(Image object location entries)
-*-
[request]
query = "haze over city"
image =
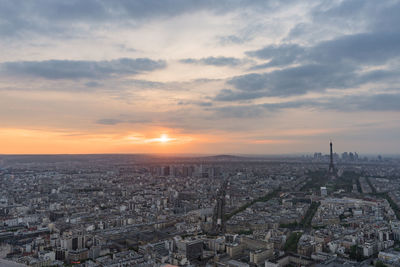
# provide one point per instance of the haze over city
(207, 77)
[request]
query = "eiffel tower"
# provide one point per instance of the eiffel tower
(331, 165)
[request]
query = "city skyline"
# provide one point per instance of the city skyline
(226, 77)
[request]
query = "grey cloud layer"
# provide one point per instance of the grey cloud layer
(77, 69)
(47, 16)
(215, 61)
(338, 63)
(354, 103)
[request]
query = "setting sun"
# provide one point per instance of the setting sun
(164, 138)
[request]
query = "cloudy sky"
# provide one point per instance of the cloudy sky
(191, 76)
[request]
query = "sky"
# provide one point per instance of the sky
(206, 77)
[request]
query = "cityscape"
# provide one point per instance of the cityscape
(199, 133)
(149, 210)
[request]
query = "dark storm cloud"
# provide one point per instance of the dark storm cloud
(214, 61)
(77, 69)
(353, 103)
(278, 55)
(336, 63)
(289, 81)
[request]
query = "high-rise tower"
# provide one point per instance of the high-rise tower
(331, 166)
(219, 220)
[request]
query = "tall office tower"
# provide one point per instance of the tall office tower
(331, 166)
(219, 221)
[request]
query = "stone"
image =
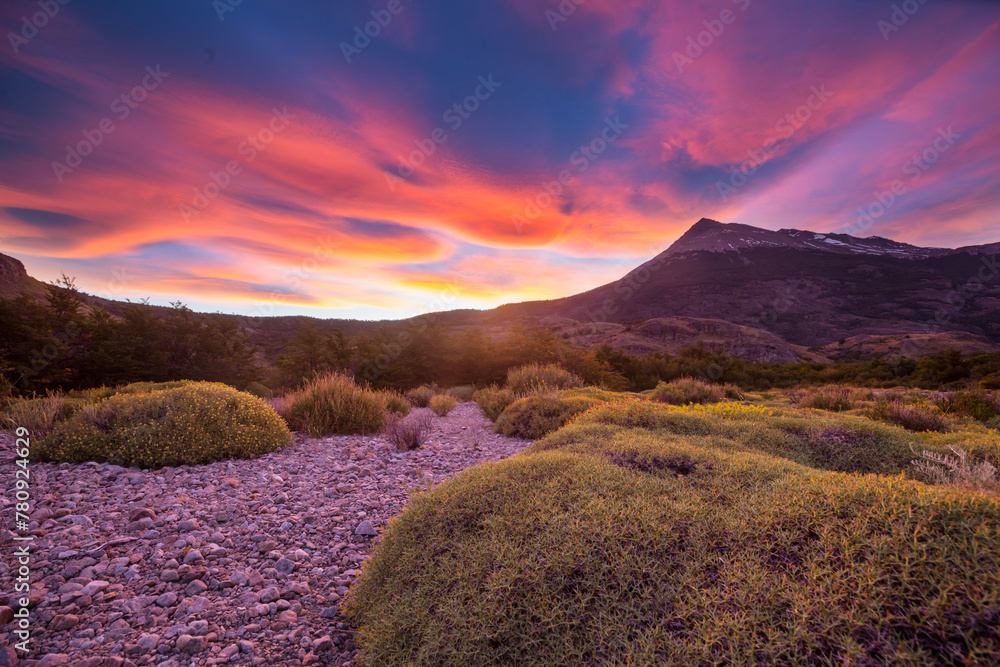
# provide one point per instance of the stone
(284, 565)
(196, 587)
(193, 556)
(64, 622)
(188, 525)
(365, 528)
(191, 645)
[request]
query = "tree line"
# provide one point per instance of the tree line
(63, 344)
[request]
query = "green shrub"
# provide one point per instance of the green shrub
(195, 423)
(958, 469)
(463, 393)
(442, 404)
(421, 396)
(259, 390)
(979, 405)
(407, 433)
(533, 417)
(395, 402)
(689, 390)
(538, 379)
(651, 549)
(913, 417)
(334, 405)
(38, 415)
(493, 400)
(832, 398)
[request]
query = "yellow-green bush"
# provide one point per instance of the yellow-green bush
(533, 417)
(442, 404)
(334, 404)
(421, 396)
(537, 379)
(395, 402)
(493, 400)
(641, 546)
(194, 423)
(689, 390)
(463, 393)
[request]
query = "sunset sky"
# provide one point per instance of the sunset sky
(269, 157)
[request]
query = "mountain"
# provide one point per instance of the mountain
(811, 290)
(761, 295)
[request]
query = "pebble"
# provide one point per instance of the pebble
(236, 561)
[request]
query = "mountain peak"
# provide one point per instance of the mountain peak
(709, 235)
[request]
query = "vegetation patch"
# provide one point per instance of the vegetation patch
(633, 461)
(538, 379)
(565, 556)
(186, 425)
(407, 433)
(334, 405)
(913, 417)
(395, 402)
(442, 404)
(421, 396)
(979, 405)
(493, 400)
(533, 417)
(689, 390)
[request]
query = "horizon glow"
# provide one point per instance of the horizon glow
(380, 159)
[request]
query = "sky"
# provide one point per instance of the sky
(382, 159)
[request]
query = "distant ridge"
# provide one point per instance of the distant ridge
(758, 294)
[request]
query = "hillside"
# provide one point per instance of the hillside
(757, 294)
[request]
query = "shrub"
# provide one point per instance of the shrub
(533, 417)
(38, 415)
(463, 393)
(442, 404)
(493, 400)
(831, 398)
(914, 417)
(407, 433)
(641, 548)
(689, 390)
(538, 379)
(421, 396)
(334, 405)
(395, 402)
(257, 389)
(979, 405)
(958, 469)
(195, 423)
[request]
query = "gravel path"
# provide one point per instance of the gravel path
(238, 561)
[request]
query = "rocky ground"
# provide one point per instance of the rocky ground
(237, 561)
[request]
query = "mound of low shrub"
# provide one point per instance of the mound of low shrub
(334, 404)
(539, 379)
(832, 398)
(463, 393)
(395, 402)
(197, 422)
(39, 415)
(979, 405)
(421, 396)
(645, 548)
(442, 404)
(493, 400)
(407, 433)
(958, 469)
(534, 417)
(684, 391)
(914, 417)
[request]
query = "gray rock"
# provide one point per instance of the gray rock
(365, 528)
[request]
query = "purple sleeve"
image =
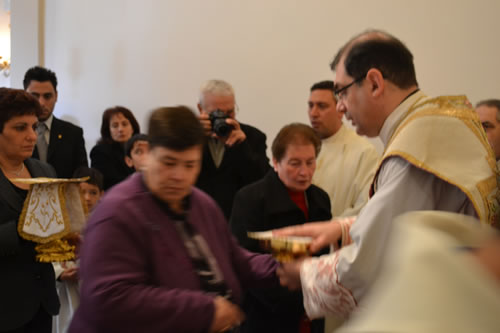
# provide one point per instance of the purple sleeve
(117, 294)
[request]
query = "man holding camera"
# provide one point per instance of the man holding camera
(234, 154)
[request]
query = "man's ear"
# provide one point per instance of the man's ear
(129, 162)
(376, 80)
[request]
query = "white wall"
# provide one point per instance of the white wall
(144, 54)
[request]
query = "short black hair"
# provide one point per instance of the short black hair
-*-
Work to do: How many lines in the entries above contain the string "high"? Case counts, so uppercase and lowercase letters are not interchangeable. Reply with the number alone.

Task solution: 2